_To be done_
(a) In the passage on lost works, rewrite the part from "8. The Found" to "a big showcase.", changing "urinal" to "toilet".
(b) Answer these questions from the passage on lost works:
(i) On what date did the Bishop of Ghent wake to learn of the theft at St. Bavo's Cathedral?
(ii) How much money did the ransom notes demand for the return of the panels?
(iii) What name did Duchamp sign on "Fountain"?

_Passage given_
****************

There is some hope for Carson fanatics, though. Other lost recordings from the same era have turned up in recent years. In 2011, a tape of the 1967 broadcast of Super Bowl I (the holy grail of missing sports footage) was discovered in a Pennsylvania attic, so we may still get a chance to hear a young Ed McMahon bellow, “Heeeeeere’s Johnny!”

7. The Best Argument for Paying Ransoms

The Bishop of Ghent probably wished he’d stayed in bed on the morning of April 11, 1934. The Belgian clergyman awoke to learn that a burglar had broken into St. Bavo’s Cathedral and pilfered a section of “The Adoration of the Mystic Lamb,” a 15th-century altarpiece and national treasure painted by Flemish masters Hubert and Jan van Eyck. Because swiping the entire artwork would have been cumbersome—it measures 11.5 by 14.5 feet—the thief instead boosted two of the 20 panels, including “The Just Judges,” the bottom left section.

Shortly after the theft, ransom notes appeared demanding 1 million Belgian francs for the work’s return. The bishop agreed. He put down a 25,000-franc installment on the ransom, but he couldn’t get the full million. Instead, the police pressed the bishop to play hardball by offering another 225,000 francs and not a centime more.

The thief was not impressed, writing, “[W]e keep thinking that what we ask is not excessive or impossible to realize.” After the church rebuffed an offer to hand over the ransom on a payment plan, the thief dropped the correspondence and kept his prize.

Authorities believe the frustrated burglar was a stockbroker, amateur artist, and crime-novel buff named Arsène Goedertier. Just a few months after the theft, Goedertier allegedly made a deathbed confession. But he died before he could reveal the piece’s whereabouts. If Goedertier actually squirreled the panels away, he did a terrific job of hiding them. Although “The Just Judges” was replaced with a copy, the work’s fate remains one of the art world’s most elusive mysteries.

8. The Found Object That Got Lost

French artist Marcel Duchamp shocked the world in 1917 when he unveiled a run-of-the-mill urinal as the sculpture “Fountain.” Eager to make the point that ordinary found objects could be art, he submitted the piece to an avant-garde Society of Independent Artists exhibit that promised to show the work of any artist who forked over a $6 fee. Duchamp signed the work “R. Mutt,” presumably so his fame from paintings such as “Nude Descending a Staircase (No. 2)” wouldn’t affect the piece’s reception. Still, he hoped his readymade idea would get a big showcase.


Unfortunately for Duchamp, not even his artist pals got the joke. The show’s board of directors dismissed the piece as vulgar, while a magazine essay decried it as “plagiarism, a plain piece of plumbing.” Forgetting its promise to exhibit any submitted work, the show refused to display “Fountain,” forcing Duchamp to convince journalists to write essays about the work to spread his message. Famed photographer Alfred Stieglitz snapped a picture of the piece, but the original disappeared shortly thereafter. Someone probably made the assumption that the stray urinal was trash and tossed it.

****************

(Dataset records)

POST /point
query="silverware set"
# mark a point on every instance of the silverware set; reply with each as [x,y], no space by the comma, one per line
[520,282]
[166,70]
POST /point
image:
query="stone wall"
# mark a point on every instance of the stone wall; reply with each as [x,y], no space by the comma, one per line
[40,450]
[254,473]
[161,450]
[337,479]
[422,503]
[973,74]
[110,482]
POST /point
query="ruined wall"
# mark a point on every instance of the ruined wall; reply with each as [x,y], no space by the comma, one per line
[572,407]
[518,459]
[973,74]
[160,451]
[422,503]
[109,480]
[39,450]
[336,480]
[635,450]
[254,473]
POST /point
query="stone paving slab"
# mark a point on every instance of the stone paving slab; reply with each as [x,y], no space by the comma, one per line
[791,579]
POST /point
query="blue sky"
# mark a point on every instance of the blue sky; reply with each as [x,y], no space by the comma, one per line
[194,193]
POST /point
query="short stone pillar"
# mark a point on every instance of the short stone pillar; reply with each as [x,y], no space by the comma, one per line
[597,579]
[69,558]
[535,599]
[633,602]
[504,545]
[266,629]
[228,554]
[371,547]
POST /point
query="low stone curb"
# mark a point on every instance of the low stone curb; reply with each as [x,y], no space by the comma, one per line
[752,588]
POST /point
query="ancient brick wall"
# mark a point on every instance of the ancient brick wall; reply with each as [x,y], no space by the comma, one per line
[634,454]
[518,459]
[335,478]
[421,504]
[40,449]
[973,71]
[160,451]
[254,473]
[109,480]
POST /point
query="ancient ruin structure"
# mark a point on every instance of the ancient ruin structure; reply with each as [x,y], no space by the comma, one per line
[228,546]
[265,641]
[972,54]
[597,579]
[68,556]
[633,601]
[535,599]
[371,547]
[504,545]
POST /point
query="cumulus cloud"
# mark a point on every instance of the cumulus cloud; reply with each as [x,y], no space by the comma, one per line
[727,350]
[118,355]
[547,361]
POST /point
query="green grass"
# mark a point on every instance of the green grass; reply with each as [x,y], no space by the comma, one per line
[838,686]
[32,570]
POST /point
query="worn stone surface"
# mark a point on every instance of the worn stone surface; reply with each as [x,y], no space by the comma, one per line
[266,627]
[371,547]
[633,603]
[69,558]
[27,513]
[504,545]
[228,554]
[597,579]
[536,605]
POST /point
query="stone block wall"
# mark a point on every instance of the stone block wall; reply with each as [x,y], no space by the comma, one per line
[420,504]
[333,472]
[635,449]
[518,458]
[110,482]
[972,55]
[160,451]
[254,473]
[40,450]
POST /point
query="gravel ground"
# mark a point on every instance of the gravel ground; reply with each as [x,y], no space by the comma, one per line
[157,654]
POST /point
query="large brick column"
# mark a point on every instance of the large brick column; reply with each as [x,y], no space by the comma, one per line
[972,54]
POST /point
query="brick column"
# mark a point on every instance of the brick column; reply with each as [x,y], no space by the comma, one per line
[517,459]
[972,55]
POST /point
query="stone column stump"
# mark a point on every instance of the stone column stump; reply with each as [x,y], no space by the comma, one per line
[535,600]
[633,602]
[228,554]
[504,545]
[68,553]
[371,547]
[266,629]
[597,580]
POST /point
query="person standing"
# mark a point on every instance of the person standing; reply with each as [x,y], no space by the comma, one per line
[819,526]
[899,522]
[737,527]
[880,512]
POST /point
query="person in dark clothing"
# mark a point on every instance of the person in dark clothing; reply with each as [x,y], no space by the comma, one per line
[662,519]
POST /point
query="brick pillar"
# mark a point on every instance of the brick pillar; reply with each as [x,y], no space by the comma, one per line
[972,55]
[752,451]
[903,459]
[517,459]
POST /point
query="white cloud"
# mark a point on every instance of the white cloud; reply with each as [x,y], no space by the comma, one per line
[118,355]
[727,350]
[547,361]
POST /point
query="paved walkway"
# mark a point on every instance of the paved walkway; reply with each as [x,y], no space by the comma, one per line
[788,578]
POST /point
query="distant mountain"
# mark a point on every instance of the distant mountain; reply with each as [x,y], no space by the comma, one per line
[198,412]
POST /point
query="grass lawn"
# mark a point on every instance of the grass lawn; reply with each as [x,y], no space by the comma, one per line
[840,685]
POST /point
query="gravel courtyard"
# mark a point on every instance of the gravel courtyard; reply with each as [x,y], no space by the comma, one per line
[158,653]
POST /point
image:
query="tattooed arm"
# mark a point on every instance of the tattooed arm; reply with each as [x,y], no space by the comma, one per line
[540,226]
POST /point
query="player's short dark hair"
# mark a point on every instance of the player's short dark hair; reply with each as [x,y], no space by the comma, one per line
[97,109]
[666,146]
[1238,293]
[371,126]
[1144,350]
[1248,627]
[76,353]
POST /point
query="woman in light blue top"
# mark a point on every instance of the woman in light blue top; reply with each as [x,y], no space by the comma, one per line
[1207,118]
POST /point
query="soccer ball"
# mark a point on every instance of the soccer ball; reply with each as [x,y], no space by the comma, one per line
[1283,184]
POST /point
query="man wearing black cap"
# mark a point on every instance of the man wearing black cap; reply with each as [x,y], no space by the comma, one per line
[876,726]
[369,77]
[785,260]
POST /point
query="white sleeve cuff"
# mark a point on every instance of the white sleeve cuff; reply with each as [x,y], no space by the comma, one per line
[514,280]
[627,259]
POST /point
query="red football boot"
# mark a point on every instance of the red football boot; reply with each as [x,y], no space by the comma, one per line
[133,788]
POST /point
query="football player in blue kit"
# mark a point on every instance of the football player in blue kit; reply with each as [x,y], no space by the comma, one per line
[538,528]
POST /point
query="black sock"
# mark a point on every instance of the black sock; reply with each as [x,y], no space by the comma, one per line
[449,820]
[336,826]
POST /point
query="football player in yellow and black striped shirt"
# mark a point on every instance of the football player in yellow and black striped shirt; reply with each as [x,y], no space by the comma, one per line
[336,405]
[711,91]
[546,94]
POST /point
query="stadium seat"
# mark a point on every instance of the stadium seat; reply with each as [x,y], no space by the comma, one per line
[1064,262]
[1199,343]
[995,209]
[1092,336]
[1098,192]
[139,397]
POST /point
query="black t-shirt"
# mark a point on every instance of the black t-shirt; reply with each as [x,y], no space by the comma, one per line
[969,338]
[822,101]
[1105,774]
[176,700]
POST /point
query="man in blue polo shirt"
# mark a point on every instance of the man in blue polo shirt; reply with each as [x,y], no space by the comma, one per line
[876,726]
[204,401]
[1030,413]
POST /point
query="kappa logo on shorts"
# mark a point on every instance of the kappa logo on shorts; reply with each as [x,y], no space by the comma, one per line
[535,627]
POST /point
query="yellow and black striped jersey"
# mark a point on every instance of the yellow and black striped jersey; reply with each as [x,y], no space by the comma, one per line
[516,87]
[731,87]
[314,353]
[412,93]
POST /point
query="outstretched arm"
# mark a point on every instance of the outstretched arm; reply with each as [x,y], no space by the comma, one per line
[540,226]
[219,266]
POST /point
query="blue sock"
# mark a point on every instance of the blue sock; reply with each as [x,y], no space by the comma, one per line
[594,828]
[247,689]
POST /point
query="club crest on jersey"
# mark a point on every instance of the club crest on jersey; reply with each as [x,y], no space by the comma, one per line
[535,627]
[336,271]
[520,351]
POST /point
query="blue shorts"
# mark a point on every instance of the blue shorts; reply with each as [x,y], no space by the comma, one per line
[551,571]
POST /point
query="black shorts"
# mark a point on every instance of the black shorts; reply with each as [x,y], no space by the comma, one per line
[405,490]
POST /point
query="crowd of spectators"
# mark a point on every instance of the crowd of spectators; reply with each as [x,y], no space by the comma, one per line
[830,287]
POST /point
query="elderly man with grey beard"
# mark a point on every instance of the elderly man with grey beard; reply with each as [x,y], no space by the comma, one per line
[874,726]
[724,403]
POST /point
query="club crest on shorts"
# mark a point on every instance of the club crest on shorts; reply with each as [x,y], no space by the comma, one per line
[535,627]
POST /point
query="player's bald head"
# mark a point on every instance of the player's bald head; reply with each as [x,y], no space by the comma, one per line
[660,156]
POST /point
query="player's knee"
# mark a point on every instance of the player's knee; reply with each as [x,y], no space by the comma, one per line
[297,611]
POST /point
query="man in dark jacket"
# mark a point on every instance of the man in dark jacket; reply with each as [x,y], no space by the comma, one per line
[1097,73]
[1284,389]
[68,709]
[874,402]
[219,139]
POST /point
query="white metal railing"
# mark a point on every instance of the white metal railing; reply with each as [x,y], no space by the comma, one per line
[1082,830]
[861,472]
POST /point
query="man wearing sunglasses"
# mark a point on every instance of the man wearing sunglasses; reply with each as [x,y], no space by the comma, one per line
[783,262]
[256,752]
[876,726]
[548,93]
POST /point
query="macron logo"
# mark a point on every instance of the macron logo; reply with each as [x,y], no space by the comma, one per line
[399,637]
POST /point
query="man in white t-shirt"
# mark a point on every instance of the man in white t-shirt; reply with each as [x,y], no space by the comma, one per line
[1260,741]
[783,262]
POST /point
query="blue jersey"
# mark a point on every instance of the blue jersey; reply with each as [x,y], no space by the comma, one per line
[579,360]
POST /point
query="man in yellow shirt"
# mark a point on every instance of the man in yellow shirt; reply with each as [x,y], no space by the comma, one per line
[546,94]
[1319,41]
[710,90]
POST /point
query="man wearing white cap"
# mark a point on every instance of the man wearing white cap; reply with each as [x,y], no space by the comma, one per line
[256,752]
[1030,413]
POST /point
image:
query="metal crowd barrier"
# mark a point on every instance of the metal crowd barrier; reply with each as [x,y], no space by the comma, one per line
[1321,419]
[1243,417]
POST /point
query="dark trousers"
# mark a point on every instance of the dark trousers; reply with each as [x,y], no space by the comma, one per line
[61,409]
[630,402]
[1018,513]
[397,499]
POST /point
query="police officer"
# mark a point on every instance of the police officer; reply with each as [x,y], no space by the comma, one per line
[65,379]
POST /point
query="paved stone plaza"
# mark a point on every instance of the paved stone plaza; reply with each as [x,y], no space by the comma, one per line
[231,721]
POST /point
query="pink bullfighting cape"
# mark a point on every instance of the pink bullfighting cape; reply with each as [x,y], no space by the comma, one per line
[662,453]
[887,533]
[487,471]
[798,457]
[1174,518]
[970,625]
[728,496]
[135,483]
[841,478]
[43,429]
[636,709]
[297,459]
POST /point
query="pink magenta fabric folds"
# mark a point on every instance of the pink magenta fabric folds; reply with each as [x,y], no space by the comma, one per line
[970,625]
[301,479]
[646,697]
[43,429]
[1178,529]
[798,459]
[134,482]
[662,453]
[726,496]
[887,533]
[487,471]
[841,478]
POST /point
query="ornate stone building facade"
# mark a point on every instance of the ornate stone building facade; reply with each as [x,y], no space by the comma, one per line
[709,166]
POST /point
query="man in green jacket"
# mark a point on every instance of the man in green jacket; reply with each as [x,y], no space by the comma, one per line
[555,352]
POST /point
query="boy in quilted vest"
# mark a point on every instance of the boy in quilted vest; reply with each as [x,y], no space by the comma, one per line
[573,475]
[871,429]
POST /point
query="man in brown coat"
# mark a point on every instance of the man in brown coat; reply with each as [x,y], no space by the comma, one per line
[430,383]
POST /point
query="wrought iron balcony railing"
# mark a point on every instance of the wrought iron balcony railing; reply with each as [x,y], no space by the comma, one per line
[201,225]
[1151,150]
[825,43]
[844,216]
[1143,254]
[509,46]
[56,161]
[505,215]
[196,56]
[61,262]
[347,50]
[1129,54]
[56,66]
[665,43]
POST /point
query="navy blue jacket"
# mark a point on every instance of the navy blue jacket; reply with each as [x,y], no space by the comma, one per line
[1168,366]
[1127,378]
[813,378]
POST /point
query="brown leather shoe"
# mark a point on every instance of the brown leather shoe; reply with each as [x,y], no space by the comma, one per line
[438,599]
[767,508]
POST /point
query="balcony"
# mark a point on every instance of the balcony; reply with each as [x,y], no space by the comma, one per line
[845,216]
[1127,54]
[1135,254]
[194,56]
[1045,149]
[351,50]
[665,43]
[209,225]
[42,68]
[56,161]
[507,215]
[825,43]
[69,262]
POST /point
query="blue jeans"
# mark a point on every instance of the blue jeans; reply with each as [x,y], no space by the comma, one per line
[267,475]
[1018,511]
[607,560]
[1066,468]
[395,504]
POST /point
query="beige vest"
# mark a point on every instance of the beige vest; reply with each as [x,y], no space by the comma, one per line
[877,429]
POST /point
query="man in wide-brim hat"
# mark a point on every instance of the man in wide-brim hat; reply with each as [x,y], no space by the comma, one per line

****************

_Task results_
(a)
8. The Found Object That Got Lost

French artist Marcel Duchamp shocked the world in 1917 when he unveiled a run-of-the-mill toilet as the sculpture “Fountain.” Eager to make the point that ordinary found objects could be art, he submitted the piece to an avant-garde Society of Independent Artists exhibit that promised to show the work of any artist who forked over a $6 fee. Duchamp signed the work “R. Mutt,” presumably so his fame from paintings such as “Nude Descending a Staircase (No. 2)” wouldn’t affect the piece’s reception. Still, he hoped his readymade idea would get a big showcase.

(b)
(i) April 11, 1934
(ii) 1 million Belgian francs
(iii) "R. Mutt"